### Exercise prompt
Reproduce verbatim only the line that holds "Reviewer note: confirm that each instance of the white railing" and the lines that follow it to the end of the listing.

### Record set
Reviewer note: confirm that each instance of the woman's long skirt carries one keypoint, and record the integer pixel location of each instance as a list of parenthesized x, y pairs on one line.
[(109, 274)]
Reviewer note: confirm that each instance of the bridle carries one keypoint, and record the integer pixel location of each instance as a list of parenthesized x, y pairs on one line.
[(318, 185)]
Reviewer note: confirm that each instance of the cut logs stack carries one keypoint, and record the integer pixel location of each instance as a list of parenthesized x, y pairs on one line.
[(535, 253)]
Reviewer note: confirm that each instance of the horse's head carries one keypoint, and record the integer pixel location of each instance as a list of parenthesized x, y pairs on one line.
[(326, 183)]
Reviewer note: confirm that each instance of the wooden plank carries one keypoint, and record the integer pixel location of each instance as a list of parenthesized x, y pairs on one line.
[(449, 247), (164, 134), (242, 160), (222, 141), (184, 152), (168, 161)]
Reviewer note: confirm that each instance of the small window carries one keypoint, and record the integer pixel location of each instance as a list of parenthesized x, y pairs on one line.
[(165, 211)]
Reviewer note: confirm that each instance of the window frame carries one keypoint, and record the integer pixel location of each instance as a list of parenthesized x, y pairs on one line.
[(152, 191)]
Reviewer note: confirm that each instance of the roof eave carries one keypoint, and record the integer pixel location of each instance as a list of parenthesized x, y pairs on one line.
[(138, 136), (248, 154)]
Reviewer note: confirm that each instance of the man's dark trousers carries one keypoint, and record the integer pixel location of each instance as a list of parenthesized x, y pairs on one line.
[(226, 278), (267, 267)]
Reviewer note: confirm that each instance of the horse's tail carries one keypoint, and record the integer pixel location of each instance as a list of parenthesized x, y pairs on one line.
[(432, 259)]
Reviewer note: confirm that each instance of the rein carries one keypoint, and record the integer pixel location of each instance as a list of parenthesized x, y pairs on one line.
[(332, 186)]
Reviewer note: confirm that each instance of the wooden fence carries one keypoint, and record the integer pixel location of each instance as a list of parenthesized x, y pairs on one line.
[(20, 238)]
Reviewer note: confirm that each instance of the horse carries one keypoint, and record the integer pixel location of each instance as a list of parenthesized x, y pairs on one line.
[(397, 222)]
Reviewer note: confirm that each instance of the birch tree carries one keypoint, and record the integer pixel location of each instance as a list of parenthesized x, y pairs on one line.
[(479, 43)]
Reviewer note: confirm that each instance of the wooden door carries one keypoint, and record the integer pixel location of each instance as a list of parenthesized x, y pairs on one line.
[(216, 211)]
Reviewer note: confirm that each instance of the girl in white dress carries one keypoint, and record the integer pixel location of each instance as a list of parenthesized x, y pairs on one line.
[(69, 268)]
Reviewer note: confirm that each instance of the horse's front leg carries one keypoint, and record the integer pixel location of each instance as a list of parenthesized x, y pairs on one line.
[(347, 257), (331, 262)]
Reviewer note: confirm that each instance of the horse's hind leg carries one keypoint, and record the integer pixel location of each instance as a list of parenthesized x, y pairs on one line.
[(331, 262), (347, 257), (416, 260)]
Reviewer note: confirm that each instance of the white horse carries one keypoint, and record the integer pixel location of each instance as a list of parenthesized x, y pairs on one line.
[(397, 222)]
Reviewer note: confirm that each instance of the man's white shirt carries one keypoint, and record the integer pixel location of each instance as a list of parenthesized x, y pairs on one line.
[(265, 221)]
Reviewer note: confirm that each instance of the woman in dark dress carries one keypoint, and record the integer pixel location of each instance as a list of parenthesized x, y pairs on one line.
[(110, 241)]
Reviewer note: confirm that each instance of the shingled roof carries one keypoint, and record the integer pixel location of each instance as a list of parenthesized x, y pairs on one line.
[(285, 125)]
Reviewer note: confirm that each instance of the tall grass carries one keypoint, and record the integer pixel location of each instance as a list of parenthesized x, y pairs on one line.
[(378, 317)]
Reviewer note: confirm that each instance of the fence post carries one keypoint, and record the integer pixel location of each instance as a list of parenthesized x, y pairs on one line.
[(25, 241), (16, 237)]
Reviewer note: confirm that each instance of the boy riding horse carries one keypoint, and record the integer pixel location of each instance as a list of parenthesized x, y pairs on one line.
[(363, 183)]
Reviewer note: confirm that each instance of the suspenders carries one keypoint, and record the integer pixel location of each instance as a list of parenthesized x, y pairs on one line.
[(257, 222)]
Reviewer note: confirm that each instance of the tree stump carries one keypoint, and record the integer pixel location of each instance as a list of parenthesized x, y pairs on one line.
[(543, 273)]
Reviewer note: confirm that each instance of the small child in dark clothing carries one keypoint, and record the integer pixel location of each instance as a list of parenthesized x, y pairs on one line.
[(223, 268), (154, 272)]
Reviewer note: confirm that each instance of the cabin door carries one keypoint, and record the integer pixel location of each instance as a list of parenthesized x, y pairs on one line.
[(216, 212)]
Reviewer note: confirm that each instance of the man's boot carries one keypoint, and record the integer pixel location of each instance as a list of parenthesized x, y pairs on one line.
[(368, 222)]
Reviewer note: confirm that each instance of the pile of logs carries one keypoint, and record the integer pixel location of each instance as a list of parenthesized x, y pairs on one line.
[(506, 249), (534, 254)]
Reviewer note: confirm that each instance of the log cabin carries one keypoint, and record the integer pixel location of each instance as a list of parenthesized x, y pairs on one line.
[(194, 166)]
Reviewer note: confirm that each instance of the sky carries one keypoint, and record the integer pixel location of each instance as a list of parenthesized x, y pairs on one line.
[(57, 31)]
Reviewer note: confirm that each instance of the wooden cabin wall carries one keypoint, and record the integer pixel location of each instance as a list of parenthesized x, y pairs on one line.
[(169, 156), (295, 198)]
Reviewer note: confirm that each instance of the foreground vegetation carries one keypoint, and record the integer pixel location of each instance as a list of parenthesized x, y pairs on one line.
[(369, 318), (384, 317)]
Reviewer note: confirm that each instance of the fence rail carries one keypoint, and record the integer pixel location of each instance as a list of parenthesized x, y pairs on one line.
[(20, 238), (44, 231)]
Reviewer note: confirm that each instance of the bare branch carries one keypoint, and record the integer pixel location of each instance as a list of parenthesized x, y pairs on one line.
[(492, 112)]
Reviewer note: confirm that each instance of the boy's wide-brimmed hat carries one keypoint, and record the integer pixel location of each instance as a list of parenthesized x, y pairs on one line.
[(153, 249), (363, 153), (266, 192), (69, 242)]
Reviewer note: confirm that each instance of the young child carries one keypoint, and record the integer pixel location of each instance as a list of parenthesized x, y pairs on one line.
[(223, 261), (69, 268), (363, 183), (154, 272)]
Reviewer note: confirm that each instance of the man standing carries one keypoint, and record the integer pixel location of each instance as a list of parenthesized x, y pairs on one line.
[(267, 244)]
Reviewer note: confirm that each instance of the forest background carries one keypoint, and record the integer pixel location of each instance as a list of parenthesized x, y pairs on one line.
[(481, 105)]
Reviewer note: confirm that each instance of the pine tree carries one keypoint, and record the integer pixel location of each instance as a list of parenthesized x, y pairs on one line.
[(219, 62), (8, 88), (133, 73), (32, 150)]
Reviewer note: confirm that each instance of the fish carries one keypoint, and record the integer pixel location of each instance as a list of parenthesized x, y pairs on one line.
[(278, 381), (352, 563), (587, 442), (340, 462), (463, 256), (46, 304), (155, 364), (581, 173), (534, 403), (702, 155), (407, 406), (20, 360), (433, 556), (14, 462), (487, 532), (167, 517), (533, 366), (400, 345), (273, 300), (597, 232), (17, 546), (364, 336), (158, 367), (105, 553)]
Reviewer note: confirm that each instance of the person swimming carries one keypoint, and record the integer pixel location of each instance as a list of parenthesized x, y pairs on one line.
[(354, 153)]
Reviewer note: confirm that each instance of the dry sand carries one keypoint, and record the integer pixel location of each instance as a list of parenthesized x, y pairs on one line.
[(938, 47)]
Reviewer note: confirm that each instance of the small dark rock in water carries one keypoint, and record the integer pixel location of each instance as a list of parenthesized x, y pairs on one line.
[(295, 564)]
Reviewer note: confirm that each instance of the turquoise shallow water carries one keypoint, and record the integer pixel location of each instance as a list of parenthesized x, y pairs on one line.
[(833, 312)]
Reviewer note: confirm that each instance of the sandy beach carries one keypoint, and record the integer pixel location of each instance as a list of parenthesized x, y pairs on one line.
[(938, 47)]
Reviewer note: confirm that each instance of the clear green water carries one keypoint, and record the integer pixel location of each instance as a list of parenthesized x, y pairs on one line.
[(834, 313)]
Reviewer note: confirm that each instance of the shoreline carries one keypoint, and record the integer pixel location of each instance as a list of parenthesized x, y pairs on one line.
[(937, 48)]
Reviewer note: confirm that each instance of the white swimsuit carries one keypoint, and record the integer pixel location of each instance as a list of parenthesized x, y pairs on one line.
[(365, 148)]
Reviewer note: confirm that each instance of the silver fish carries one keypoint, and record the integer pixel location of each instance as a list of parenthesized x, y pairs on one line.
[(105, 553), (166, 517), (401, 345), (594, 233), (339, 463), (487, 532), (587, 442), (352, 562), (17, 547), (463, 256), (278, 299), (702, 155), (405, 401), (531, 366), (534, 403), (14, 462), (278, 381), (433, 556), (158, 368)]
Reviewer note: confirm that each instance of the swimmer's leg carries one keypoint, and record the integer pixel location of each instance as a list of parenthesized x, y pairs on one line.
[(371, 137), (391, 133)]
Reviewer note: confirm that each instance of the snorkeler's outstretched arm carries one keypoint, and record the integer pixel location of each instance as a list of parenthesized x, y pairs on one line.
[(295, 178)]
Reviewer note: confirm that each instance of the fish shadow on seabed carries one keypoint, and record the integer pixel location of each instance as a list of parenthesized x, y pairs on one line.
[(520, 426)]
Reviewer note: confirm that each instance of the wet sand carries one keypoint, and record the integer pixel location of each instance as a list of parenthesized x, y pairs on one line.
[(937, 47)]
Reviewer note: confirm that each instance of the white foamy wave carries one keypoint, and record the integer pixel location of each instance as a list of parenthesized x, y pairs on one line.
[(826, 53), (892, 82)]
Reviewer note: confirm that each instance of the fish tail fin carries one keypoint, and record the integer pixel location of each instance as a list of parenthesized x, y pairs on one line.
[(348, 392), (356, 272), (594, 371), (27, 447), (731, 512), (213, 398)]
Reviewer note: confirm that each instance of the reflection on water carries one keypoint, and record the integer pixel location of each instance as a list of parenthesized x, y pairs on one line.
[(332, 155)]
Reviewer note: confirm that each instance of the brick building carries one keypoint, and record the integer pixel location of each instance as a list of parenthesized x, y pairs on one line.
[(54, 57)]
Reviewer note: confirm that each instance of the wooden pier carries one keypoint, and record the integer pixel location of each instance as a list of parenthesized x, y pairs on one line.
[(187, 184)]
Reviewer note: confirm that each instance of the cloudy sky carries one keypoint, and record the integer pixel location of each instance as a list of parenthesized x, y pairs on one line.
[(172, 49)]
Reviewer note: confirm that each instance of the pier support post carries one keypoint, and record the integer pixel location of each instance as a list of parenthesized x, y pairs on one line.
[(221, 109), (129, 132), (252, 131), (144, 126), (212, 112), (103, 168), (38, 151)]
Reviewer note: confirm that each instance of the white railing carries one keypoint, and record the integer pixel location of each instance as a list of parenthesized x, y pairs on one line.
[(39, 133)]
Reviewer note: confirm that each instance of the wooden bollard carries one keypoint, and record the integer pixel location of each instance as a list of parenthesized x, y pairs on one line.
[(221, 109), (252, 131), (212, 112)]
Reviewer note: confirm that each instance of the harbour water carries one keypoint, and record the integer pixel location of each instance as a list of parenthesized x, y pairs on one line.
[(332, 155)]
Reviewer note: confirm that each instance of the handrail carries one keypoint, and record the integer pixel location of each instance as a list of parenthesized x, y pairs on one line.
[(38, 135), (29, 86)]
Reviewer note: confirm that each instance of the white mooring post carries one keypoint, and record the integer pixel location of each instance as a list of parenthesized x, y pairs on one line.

### Answer to the exercise
Reviewer note: confirm that each instance of the white railing carries one keypoint, and record the integer pixel location of each instance as a list of parenthesized x, y pairs on one line.
[(39, 133)]
Reviewer note: confirm that each instance of the wooden bollard carries one keypoint, and record the integer pixel location of each instance as a list of parenthesized x, y pairs on one line.
[(221, 109), (252, 131), (212, 112)]
Reviewer note: confirm that each instance of the harbour water carries one keypoint, and record the integer pixel location of each instance as a list of parenthesized x, y pairs on one line.
[(332, 155)]
Reviewer note: confirm that each instance of the handrail carries one keypoint, and record the integer pixel location of each instance as a list of parenthesized x, y pairs on one line.
[(38, 135), (29, 86)]
Reviewer note: confirm that each instance of the white mooring post carries one keypoint, and record the integer pixel location of each instance as a list of parenthesized x, y pairs on one line.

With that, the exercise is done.